- **AVAILABLE DATA**
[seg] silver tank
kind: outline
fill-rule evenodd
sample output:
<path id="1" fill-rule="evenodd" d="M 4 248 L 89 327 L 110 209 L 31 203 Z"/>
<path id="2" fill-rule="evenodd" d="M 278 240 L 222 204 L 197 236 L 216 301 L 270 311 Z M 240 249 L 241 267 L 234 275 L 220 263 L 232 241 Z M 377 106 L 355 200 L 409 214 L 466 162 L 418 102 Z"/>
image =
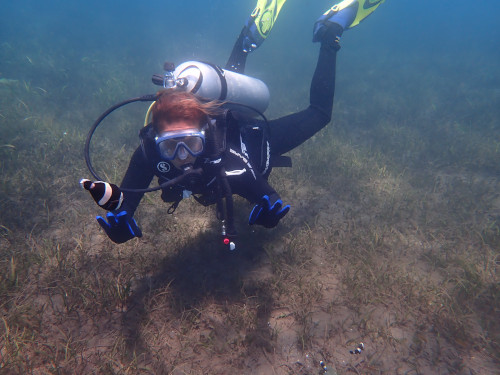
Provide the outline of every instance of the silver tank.
<path id="1" fill-rule="evenodd" d="M 215 65 L 186 61 L 175 69 L 174 76 L 176 79 L 187 79 L 187 91 L 209 100 L 235 102 L 260 112 L 264 112 L 269 105 L 269 89 L 264 82 Z M 256 115 L 254 111 L 248 113 Z"/>

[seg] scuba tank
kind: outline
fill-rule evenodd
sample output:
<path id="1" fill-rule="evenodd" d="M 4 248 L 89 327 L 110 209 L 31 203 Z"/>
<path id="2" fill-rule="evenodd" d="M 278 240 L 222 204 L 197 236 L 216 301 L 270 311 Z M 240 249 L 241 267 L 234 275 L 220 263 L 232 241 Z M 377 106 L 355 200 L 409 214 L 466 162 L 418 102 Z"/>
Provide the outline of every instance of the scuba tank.
<path id="1" fill-rule="evenodd" d="M 238 103 L 238 111 L 248 112 L 255 116 L 255 110 L 244 110 L 252 107 L 259 112 L 265 112 L 269 105 L 269 89 L 261 80 L 243 74 L 225 70 L 217 65 L 186 61 L 175 68 L 172 63 L 165 63 L 164 75 L 155 74 L 153 83 L 167 89 L 176 88 L 192 92 L 208 100 L 227 102 L 226 107 L 231 108 L 231 103 Z"/>

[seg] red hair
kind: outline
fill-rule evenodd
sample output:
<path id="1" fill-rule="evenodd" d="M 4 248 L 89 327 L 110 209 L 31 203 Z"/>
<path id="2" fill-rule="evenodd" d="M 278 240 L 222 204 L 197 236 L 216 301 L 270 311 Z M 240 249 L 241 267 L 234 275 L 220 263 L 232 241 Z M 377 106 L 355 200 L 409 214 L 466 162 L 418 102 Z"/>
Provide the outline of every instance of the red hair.
<path id="1" fill-rule="evenodd" d="M 165 129 L 177 121 L 189 121 L 202 125 L 207 117 L 215 114 L 217 104 L 202 103 L 190 92 L 163 91 L 153 106 L 153 124 L 156 129 Z"/>

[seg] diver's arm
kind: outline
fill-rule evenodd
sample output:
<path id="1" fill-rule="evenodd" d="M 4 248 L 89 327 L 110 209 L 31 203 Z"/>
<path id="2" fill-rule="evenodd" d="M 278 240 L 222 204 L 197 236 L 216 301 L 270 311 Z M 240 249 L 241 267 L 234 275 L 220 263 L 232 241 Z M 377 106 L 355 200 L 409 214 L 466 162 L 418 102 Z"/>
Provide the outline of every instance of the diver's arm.
<path id="1" fill-rule="evenodd" d="M 286 0 L 257 0 L 257 5 L 247 19 L 233 46 L 226 70 L 243 73 L 249 52 L 257 49 L 271 33 Z"/>
<path id="2" fill-rule="evenodd" d="M 123 177 L 120 187 L 128 189 L 147 189 L 153 177 L 154 173 L 151 166 L 144 157 L 141 147 L 138 147 L 130 159 L 127 172 Z M 120 211 L 127 211 L 130 216 L 133 216 L 144 193 L 124 192 L 123 194 L 124 199 Z"/>

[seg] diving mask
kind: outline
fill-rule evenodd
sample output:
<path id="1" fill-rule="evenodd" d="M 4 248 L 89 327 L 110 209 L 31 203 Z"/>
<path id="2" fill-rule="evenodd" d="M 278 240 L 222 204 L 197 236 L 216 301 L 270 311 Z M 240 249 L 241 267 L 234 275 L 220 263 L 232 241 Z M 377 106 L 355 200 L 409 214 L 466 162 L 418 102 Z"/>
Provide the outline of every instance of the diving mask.
<path id="1" fill-rule="evenodd" d="M 162 133 L 155 137 L 156 147 L 164 160 L 185 160 L 189 155 L 197 157 L 203 153 L 205 132 L 196 129 Z"/>

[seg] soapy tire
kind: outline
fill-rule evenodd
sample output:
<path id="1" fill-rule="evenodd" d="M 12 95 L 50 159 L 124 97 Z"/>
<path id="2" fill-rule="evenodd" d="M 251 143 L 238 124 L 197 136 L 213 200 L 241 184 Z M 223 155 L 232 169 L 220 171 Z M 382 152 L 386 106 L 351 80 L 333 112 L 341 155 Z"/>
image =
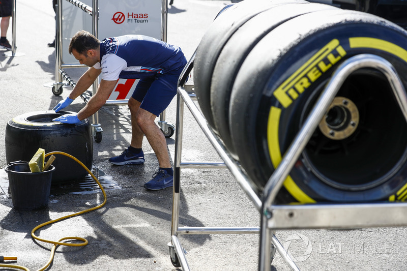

- **PROMPT**
Update the listing from the line with "[seg] scuba tank" to the line with "Provide the outline of every instance of the scuba" by replacing "outline" with "contour" wherever it occurs, leaving everything else unchanged. Return only those lines.

- **TASK OUTPUT**
[seg] scuba tank
kind: contour
fill-rule evenodd
sample output:
<path id="1" fill-rule="evenodd" d="M 4 248 L 89 327 L 110 209 L 31 203 Z"/>
<path id="2" fill-rule="evenodd" d="M 278 240 L 222 204 L 197 236 L 216 301 L 270 311 Z M 240 249 L 241 267 L 234 275 L 220 263 L 232 241 Z M 377 106 L 355 200 L 409 214 L 466 162 L 418 102 Z"/>
Provide the contour of every instance of the scuba tank.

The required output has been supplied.